What is needed is an exact copy of the lines in the listing below, from the one with "Target: door latch plate" up to and including the one with "indicate the white washing", with no other lines.

## Data in this exercise
• • •
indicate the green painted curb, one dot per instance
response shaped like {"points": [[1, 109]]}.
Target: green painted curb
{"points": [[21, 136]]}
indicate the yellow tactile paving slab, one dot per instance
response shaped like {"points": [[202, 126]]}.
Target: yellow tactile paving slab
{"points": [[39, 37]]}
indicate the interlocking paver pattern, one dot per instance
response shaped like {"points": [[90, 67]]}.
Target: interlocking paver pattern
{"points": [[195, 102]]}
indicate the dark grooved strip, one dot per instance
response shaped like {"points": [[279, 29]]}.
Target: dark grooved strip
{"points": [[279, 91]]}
• • •
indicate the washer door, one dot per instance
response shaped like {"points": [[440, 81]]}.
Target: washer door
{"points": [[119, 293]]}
• • •
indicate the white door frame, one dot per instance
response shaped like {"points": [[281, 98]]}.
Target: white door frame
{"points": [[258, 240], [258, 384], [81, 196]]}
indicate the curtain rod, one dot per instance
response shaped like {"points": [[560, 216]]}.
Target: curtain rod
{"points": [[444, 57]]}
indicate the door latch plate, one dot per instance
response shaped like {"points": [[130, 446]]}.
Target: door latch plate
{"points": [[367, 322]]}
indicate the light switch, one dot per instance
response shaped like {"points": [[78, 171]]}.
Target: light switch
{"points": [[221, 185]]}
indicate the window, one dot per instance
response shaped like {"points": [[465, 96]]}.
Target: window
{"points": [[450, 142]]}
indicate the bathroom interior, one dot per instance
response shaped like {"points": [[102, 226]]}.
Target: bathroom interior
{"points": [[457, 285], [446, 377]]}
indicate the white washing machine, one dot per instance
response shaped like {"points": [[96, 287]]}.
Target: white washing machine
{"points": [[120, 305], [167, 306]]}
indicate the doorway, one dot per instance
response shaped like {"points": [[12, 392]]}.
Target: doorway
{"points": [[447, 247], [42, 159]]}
• • •
## Solution to the problem
Target: door latch plate
{"points": [[367, 322]]}
indicate the light switch, one dot per instance
response shaped like {"points": [[78, 171]]}.
Target: light switch
{"points": [[221, 185]]}
indicate the window, one dot per instance
response shaped like {"points": [[465, 96]]}.
Target: window
{"points": [[450, 142]]}
indicate the bathroom interior, one dot per instance
response shaped like {"points": [[102, 226]]}.
Target: bathroom interior
{"points": [[457, 285], [446, 377]]}
indicate the white washing machine, one dot per instance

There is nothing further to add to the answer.